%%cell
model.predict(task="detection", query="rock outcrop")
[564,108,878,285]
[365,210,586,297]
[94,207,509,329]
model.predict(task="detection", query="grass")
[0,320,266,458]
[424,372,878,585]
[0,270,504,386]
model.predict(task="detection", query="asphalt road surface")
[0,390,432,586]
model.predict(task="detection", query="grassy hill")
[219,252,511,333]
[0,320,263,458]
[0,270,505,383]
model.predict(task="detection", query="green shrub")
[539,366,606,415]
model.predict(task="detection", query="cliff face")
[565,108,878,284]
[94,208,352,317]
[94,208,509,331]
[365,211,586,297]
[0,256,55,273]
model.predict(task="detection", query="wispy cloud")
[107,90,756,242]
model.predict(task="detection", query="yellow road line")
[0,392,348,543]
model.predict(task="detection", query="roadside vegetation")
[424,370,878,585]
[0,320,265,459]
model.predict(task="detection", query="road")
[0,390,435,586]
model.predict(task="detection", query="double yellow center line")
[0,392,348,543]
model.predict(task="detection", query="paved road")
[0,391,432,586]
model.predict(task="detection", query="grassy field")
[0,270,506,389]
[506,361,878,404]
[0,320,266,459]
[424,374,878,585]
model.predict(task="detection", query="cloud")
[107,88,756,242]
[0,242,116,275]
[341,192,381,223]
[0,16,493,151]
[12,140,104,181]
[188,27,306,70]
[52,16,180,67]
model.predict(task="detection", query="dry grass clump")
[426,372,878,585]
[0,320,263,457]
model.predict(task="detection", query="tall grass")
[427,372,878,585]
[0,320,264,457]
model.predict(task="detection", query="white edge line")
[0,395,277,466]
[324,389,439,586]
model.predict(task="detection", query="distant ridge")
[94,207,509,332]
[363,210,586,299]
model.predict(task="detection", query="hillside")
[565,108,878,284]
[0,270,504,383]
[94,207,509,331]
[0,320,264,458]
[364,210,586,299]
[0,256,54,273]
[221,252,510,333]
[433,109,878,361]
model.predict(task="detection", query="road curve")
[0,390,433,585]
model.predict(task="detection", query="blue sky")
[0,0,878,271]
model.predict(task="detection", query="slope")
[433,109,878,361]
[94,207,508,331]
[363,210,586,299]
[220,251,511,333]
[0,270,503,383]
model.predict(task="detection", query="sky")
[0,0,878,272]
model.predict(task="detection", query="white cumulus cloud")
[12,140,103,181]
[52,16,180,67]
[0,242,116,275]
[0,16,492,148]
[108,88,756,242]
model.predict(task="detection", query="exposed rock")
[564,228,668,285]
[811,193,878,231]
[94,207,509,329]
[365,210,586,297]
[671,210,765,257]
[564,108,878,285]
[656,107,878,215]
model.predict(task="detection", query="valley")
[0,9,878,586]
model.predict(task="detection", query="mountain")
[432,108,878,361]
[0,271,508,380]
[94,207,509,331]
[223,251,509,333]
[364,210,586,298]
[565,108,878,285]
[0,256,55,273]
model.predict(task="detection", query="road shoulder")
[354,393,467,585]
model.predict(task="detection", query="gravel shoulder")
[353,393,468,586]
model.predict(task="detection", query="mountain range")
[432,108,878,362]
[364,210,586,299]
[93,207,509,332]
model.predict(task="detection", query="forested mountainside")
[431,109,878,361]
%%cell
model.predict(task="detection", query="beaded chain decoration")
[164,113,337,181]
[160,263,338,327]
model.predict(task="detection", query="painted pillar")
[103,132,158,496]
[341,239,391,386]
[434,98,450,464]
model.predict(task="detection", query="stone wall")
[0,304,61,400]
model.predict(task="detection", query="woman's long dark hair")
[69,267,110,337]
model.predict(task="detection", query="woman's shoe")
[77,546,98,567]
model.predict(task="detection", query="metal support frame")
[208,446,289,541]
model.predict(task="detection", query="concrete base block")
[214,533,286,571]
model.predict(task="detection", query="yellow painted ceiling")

**CHALLENGE:**
Copy out every line from the items above that contains the word "painted". Case counts.

**ANSWER BELOW:**
model.predict(task="detection", query="painted pillar")
model.predict(task="detection", query="yellow painted ceiling")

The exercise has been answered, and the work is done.